BEGIN AVAILABLE DATA

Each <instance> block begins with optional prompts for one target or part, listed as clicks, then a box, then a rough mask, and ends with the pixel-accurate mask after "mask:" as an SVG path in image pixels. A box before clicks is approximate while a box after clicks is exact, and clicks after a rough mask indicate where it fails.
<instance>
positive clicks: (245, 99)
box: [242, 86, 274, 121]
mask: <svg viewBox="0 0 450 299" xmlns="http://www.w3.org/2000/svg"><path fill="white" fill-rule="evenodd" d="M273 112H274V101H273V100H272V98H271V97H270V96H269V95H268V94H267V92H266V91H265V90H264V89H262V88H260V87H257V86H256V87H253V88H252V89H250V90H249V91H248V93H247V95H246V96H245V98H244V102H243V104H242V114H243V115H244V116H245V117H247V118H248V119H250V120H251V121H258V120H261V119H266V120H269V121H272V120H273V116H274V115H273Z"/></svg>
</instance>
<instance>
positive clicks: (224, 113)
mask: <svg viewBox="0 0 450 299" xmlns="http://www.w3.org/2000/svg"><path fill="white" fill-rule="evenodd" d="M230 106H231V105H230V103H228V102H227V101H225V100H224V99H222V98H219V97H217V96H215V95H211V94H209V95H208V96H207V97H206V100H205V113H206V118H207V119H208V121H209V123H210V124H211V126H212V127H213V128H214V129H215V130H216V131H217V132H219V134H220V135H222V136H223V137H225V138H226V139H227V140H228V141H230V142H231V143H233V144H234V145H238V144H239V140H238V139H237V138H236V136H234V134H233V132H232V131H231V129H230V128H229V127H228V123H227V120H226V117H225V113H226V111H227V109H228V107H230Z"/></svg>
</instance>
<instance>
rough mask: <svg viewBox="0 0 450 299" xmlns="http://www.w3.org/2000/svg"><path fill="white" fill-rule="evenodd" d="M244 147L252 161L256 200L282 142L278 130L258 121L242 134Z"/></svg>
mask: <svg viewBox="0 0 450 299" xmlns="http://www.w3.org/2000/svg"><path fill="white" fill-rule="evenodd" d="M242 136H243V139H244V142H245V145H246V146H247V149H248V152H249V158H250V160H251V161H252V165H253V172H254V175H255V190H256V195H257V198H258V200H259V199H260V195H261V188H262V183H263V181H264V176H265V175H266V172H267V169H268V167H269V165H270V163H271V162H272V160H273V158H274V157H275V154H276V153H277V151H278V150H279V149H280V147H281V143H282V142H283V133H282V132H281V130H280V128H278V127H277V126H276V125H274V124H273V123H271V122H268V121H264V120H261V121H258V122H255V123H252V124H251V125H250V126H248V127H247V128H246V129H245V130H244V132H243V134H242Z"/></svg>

END AVAILABLE DATA

**TASK DIRECTIONS**
Once you have read the records, write every one of them out again exactly.

**RESPONSE TO THIS EXERCISE**
Each <instance> block begins with optional prompts for one target or part, listed as clicks, then a box, then a rough mask, and ends with the pixel-accurate mask after "mask:" as an SVG path in image pixels. A box before clicks is approximate while a box after clicks is exact, and clicks after a rough mask indicate where it fails.
<instance>
positive clicks: (245, 99)
box: [242, 86, 274, 121]
mask: <svg viewBox="0 0 450 299" xmlns="http://www.w3.org/2000/svg"><path fill="white" fill-rule="evenodd" d="M273 112H274V101H273V100H272V98H271V97H270V96H269V95H268V94H267V92H266V91H265V90H264V89H262V88H260V87H257V86H256V87H253V88H252V89H250V90H249V91H248V93H247V95H246V96H245V98H244V102H243V104H242V114H243V115H244V116H245V117H247V118H248V119H250V120H251V121H258V120H261V119H266V120H269V121H272V120H273V116H274V115H273Z"/></svg>
</instance>
<instance>
positive clicks: (224, 113)
mask: <svg viewBox="0 0 450 299" xmlns="http://www.w3.org/2000/svg"><path fill="white" fill-rule="evenodd" d="M230 106H231V105H230V103H228V102H227V101H225V100H224V99H222V98H219V97H217V96H215V95H211V94H209V95H208V96H207V97H206V100H205V113H206V118H207V119H208V121H209V123H210V124H211V126H212V127H213V128H214V129H215V130H216V131H217V132H219V134H220V135H222V136H223V137H225V138H226V139H227V140H228V141H230V142H231V143H233V144H234V145H238V144H239V140H238V139H237V138H236V136H234V134H233V132H232V131H231V129H230V128H229V127H228V123H227V120H226V117H225V113H226V111H227V109H228V107H230Z"/></svg>
</instance>
<instance>
rough mask: <svg viewBox="0 0 450 299" xmlns="http://www.w3.org/2000/svg"><path fill="white" fill-rule="evenodd" d="M244 147L252 161L256 200L282 142L278 130L258 121L242 134Z"/></svg>
mask: <svg viewBox="0 0 450 299" xmlns="http://www.w3.org/2000/svg"><path fill="white" fill-rule="evenodd" d="M242 136H243V139H244V142H245V145H246V146H247V149H248V152H249V158H250V160H251V161H252V165H253V172H254V175H255V190H256V195H257V198H258V200H259V199H260V195H261V188H262V183H263V181H264V176H265V175H266V172H267V169H268V167H269V165H270V163H271V162H272V160H273V158H274V157H275V154H276V153H277V151H278V150H279V149H280V147H281V143H282V142H283V133H282V132H281V130H280V128H278V127H277V126H276V125H274V124H273V123H271V122H268V121H264V120H261V121H258V122H255V123H252V124H251V125H250V126H248V127H247V128H246V129H245V130H244V132H243V134H242Z"/></svg>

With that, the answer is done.